> _Problem requirements_:
Copy the lines of the listing below without any changes, starting at its first line and ending with the line that contains "point(103, 236)", including that line.

[Excerpt from a dataset]

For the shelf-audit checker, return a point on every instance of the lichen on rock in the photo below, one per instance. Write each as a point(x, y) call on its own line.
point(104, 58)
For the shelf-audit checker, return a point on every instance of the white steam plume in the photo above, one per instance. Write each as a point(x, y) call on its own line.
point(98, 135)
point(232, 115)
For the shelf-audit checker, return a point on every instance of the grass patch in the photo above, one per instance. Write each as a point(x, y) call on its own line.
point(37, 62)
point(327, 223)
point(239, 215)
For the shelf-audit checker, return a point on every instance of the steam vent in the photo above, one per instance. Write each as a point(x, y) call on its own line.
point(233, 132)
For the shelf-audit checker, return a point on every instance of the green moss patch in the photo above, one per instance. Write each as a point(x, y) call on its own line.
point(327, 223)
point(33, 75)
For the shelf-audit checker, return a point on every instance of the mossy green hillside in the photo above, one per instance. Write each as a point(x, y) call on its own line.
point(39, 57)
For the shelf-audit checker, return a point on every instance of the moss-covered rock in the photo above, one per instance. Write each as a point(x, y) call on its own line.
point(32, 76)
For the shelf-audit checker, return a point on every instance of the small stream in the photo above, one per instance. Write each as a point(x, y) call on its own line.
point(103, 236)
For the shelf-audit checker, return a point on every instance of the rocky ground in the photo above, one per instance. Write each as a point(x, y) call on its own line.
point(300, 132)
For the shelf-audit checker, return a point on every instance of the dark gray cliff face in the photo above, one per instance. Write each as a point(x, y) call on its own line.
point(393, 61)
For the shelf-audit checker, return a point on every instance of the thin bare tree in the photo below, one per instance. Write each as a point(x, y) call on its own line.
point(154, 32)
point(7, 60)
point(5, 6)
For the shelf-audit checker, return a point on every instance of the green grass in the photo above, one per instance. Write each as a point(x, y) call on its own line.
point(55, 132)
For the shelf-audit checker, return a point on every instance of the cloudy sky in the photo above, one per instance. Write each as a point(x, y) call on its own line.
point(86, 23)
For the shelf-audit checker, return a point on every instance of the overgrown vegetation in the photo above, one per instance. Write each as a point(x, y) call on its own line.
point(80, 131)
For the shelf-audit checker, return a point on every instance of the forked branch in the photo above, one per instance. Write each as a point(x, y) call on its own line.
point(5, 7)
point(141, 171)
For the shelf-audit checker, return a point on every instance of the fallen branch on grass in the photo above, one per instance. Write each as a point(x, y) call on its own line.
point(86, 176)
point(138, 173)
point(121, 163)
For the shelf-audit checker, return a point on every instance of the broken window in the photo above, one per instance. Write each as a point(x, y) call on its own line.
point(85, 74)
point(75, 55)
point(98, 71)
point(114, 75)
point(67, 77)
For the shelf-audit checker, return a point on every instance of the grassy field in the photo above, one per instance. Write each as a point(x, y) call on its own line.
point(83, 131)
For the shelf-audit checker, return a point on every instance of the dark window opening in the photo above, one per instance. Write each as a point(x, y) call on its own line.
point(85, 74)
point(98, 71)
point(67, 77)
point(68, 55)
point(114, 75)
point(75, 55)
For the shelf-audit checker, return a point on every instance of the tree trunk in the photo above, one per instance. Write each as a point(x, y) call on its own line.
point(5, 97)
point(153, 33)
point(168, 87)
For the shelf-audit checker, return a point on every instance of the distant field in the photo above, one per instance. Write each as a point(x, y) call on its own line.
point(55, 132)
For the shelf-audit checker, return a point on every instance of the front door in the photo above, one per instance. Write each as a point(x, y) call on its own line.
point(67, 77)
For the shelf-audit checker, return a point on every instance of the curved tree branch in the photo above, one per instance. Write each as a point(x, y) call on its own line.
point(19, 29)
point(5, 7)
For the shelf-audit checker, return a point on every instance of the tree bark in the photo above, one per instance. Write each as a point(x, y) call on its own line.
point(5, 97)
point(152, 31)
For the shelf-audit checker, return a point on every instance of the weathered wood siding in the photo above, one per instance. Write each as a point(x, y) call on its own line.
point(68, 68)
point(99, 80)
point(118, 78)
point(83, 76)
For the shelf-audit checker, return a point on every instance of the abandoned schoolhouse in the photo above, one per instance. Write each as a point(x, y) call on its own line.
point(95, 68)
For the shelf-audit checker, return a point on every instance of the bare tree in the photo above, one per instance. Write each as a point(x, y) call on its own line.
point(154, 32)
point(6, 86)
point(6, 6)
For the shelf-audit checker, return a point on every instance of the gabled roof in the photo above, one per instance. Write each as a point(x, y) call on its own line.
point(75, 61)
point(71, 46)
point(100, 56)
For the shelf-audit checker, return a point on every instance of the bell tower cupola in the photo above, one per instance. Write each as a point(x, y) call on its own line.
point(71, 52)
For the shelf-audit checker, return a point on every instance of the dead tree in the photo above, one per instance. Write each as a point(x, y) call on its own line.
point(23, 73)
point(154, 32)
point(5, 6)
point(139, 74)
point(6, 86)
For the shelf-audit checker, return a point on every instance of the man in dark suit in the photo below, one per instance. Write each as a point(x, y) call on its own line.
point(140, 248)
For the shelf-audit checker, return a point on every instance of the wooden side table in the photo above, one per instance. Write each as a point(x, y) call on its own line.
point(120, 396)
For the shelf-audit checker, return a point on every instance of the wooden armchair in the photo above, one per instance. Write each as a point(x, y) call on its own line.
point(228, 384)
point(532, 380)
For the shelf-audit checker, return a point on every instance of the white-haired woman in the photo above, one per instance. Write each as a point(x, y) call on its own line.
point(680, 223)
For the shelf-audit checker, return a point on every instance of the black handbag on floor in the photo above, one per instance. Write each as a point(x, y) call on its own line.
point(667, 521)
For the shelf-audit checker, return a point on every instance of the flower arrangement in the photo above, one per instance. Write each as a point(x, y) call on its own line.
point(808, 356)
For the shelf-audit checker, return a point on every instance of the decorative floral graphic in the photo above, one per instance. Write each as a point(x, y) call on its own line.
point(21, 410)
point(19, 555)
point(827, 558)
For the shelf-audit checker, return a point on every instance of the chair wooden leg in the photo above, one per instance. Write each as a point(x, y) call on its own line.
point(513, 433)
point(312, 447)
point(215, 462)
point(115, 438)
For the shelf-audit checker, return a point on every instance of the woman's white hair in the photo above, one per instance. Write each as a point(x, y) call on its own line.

> _Finished exercise_:
For the shelf-audit checker, return a point on every instance of the lichen on rock in the photo below, one per instance. Write each as a point(x, y) call on its own line.
point(104, 58)
For the shelf-audit checker, return a point on every instance of the white steam plume in the photo above, one per instance. Write each as a point(x, y) call on its own line.
point(98, 135)
point(232, 115)
For the shelf-audit checker, return a point on every instance of the grass patch in the photo above, one per instance. Write each as a point(x, y) call on its own line.
point(37, 62)
point(327, 223)
point(239, 215)
For the shelf-audit checker, return a point on every instance of the steam vent in the photo above, one per instance. Write each as a point(x, y) call on its own line.
point(233, 132)
For the shelf-audit checker, return a point on every instance of the green moss patch in the photo above, one per instance. Write each as a point(x, y) call on its own line.
point(327, 223)
point(33, 75)
For the shelf-audit checker, return a point on every instance of the mossy green hillside in the photo above, one per instance. Write each as a point(x, y) call on its own line.
point(39, 57)
For the shelf-audit checker, return a point on every instance of the moss-covered rock in the photo above, one per instance. Write each as a point(x, y) call on its own line.
point(32, 76)
For the shelf-audit checker, return a point on every instance of the small stream in the photo above, one per instance. Write each as a point(x, y) call on its own line.
point(103, 236)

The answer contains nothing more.